* **GIVEN TASK**:
Write out the entries below word for word, starting at the line containing "Highlight the yellow front" and ending at the line containing "822,164,903,240", and include both of those lines.

- - -

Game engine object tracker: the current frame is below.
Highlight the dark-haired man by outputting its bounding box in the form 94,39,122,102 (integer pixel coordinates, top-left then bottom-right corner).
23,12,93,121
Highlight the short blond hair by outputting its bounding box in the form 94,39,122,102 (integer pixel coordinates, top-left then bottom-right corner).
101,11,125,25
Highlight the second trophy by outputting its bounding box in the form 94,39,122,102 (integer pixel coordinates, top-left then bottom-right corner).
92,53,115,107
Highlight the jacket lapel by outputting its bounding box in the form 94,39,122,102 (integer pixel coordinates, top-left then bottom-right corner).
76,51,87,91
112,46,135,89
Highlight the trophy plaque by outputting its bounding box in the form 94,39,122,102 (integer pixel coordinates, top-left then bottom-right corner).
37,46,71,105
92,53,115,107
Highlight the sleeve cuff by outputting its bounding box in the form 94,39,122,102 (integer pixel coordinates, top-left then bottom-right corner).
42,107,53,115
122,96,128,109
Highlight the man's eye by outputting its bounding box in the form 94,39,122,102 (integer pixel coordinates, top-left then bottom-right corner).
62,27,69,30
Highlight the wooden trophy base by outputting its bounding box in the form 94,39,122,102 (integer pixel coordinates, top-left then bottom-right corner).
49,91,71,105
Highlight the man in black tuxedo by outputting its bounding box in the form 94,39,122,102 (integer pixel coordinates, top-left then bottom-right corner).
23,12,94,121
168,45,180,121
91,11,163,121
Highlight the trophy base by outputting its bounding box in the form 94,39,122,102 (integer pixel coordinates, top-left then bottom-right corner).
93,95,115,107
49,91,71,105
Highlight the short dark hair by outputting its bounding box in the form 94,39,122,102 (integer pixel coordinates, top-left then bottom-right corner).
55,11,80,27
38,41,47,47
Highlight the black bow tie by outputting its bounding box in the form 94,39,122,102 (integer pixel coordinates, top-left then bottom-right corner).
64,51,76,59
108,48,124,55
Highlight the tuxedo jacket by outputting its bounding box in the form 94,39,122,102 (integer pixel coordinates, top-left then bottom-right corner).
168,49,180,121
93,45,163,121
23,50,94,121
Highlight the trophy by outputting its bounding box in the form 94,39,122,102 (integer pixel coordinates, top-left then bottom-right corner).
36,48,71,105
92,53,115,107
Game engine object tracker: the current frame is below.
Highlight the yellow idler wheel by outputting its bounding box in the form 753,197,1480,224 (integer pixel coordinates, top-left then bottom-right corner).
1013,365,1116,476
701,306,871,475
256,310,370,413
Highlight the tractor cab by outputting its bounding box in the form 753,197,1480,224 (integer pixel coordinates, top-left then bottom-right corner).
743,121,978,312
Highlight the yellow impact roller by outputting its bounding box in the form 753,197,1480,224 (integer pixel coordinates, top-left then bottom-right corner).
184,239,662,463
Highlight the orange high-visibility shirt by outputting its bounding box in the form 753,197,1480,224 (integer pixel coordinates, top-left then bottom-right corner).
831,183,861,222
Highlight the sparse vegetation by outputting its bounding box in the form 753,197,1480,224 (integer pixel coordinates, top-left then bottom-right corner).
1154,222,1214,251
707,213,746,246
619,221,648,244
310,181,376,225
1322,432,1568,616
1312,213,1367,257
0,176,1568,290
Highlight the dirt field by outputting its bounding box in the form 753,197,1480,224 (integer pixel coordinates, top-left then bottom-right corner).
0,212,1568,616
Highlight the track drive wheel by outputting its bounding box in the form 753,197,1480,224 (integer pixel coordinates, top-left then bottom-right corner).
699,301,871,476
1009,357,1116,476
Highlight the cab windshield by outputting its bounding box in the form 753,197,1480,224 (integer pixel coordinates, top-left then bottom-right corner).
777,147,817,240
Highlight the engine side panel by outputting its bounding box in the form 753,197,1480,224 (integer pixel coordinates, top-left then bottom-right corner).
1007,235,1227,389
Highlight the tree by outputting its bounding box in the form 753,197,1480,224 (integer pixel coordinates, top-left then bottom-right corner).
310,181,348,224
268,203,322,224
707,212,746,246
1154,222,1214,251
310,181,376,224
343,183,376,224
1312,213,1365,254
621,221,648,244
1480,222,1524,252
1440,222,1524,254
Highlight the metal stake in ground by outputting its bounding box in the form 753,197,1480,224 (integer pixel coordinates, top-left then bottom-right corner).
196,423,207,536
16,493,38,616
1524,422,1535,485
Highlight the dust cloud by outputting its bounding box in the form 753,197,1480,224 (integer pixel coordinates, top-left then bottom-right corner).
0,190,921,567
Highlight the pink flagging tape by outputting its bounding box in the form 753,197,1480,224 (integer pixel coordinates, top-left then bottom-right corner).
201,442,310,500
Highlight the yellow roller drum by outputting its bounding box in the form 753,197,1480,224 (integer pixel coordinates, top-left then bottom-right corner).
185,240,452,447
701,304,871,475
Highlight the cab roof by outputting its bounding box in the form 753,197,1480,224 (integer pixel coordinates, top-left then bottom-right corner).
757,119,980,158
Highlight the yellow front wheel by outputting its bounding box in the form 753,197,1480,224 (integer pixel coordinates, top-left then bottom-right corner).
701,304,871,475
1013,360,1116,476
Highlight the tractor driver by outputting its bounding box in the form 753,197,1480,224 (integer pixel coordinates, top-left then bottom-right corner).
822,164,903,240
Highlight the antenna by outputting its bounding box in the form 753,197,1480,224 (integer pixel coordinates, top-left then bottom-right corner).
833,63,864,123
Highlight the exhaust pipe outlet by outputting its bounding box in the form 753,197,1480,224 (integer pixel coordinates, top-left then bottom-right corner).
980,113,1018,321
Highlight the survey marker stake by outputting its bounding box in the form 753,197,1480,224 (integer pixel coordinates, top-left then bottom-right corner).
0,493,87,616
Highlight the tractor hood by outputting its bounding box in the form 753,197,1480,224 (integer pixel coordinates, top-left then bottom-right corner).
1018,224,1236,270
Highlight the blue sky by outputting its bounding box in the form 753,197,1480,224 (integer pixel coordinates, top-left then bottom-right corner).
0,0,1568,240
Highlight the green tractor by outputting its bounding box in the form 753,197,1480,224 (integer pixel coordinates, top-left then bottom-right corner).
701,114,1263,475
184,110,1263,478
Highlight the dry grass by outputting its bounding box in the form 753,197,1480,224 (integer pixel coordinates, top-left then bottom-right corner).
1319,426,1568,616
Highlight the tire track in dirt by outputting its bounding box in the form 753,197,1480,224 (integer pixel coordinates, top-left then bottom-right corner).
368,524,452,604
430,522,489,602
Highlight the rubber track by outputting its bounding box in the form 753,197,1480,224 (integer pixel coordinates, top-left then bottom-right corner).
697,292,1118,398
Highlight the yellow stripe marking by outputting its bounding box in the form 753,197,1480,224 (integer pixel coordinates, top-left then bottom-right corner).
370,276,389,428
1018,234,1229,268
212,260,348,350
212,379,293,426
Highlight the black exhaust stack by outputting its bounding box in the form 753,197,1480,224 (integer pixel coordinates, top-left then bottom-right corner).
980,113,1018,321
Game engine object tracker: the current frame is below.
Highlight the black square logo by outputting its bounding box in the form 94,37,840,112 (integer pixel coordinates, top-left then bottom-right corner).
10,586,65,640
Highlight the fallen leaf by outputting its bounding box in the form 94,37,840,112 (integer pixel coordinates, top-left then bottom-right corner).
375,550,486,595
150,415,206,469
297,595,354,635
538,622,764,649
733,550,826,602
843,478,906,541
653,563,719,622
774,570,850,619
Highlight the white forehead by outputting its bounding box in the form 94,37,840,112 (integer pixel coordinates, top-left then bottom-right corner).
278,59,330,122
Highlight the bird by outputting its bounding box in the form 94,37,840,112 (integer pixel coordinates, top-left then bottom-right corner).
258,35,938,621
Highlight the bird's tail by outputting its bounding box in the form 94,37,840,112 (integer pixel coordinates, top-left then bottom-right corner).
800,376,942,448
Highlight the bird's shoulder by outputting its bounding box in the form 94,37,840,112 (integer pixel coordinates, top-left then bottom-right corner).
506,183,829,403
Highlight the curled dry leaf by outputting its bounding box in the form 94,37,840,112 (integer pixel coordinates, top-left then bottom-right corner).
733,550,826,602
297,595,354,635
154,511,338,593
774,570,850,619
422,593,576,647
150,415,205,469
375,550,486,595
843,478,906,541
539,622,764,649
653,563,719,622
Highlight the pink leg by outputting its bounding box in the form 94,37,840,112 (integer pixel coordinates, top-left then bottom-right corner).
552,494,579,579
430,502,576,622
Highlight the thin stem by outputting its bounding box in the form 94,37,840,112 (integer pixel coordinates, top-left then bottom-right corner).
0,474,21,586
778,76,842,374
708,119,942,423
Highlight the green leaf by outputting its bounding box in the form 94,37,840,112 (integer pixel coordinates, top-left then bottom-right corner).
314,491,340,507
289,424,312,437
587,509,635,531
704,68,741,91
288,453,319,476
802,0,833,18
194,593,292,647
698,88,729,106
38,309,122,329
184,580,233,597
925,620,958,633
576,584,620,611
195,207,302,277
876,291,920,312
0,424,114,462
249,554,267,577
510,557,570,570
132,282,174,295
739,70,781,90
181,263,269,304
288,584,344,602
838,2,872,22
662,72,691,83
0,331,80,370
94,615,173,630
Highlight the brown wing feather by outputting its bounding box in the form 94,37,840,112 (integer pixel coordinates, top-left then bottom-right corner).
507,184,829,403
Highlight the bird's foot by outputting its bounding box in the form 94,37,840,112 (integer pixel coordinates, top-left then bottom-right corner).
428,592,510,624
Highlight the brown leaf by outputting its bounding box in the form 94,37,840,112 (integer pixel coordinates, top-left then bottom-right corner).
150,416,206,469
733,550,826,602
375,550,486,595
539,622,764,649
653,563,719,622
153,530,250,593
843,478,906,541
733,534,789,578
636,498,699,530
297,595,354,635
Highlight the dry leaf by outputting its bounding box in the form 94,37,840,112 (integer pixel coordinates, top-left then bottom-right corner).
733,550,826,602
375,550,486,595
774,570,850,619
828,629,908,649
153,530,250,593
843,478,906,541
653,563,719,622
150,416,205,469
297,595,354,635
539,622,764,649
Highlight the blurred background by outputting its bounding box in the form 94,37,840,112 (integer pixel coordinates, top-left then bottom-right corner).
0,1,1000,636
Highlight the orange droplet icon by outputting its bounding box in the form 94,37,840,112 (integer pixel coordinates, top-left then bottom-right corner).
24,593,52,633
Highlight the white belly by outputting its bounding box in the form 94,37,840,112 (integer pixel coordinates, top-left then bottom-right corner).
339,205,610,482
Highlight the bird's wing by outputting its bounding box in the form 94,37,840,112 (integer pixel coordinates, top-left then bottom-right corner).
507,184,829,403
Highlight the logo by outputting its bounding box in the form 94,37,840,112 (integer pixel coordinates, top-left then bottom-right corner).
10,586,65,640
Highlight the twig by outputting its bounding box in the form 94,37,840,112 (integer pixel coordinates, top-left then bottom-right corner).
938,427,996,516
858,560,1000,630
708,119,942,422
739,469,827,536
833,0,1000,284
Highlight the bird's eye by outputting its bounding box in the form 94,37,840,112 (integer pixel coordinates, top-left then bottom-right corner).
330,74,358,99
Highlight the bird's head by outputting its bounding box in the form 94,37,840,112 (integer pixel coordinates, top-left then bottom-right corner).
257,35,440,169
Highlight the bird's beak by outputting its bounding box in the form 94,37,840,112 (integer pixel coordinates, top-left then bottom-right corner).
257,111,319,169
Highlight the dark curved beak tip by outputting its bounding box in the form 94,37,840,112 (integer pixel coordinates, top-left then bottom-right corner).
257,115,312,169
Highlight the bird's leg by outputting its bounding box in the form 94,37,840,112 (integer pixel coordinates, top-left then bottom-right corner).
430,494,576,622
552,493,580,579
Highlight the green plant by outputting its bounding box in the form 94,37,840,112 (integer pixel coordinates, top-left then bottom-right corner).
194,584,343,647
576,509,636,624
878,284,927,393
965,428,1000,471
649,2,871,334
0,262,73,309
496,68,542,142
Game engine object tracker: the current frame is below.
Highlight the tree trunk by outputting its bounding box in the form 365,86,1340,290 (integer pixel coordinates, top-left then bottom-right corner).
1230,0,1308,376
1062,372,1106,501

- - -

* **TASK RESPONSE**:
Highlight the yellow front wheel by outputting its bounding box in the form 753,197,1480,224 (integer pixel coordinates, top-left then bottom-right corner).
701,304,871,475
1013,360,1116,476
Highlight the tractor driver by outputting its bounding box in the form 753,197,1480,224 (integer pixel coordinates, top-left then bottom-right corner).
822,164,903,240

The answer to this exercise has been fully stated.